[Extract to read]

Getting Started with the NFS component

Introduction

The NFS component implements an NFS 4.1 server, providing a simple way to serve files without a kernel mode driver. The NFS component is available for all supported platforms but is particularly useful in macOS where kernel mode driver installation can be challenging

Contents

• Starting the NFS Server
• Handling Connections
• Handling Events
  • Create and Open Objects
  • Close Files
  • Listing Directory Contents
  • File Read/Write Operations
  • Renaming and Deletion
  • Modifying Attributes

Starting the Server

To begin, call StartListening to start listening for incoming connections. The component will listen on the interface defined by LocalHost and LocalPort. For example:

nfs.LocalHost = "LocalHost"; nfs.LocalPort = 2049; // default nfs.StartListening(); while (nfs.Listening) { nfs.DoEvents(); }

StopListening may be called to stop listening for incoming connections. Shutdown may be called to stop listening for incoming connections and disconnect all existing connections

Handling Connections

Once listening, the component can accept (or reject) incoming connections. Incoming connection details are first available through the ConnectionRequest event. Here, the connection's originating address and port can be queried. By default, the component will accept all incoming connections, but this behavior can be overridden within this event.

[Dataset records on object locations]
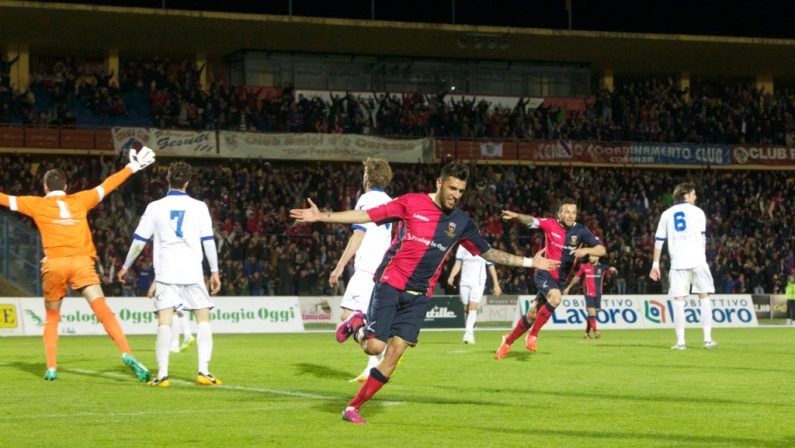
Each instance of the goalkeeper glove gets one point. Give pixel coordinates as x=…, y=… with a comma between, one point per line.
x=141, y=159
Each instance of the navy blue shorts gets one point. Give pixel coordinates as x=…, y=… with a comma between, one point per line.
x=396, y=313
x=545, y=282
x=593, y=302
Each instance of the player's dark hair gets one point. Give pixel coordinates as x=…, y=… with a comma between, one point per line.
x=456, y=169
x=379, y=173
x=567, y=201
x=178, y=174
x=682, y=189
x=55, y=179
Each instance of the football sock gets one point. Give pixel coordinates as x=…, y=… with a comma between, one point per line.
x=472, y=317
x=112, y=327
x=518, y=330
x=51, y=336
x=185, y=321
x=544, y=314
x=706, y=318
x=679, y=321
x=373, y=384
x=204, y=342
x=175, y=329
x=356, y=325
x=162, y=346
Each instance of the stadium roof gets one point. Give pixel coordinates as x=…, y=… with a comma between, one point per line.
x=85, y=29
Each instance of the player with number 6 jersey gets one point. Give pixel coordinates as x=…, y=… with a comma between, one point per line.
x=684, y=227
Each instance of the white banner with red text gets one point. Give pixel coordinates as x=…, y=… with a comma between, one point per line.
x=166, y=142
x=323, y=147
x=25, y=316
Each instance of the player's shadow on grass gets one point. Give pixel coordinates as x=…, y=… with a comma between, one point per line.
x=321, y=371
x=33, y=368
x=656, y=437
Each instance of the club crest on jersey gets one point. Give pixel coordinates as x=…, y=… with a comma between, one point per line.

[Problems and tasks]
a - Revise the NFS component guide from "StopListening may be" to "within this event.", putting "ConnectRequest" in place of "ConnectionRequest".
b - Carry on the NFS component guide from the point where it stops.

[Answers]
a -
StopListening may be called to stop listening for incoming connections. Shutdown may be called to stop listening for incoming connections and disconnect all existing connections

Handling Connections

Once listening, the component can accept (or reject) incoming connections. Incoming connection details are first available through the ConnectRequest event. Here, the connection's originating address and port can be queried. By default, the component will accept all incoming connections, but this behavior can be overridden within this event.

b -
Once a connection is complete, the Connected event will fire. Note that this event will fire if a connection succeeds or fails. If successful, the event will fire with a StatusCode of 0. A non-zero value indicates the connection was unsuccessful, and the Description parameter will contain relevant details.

After a successful connection, relevant connection-specific details will be available within the Connections collection. Each connection will be assigned a unique ConnectionId which may be used to access these details.

To manually disconnect a connected client call the Disconnect method and pass the ConnectionId. After a connection has disconnected, the Disconnected event will fire. In the case a connection ends and an error is encountered, the StatusCode and Description parameters will contain relevant details regarding the error. Once disconnected, the connection will be removed from the Connections collection.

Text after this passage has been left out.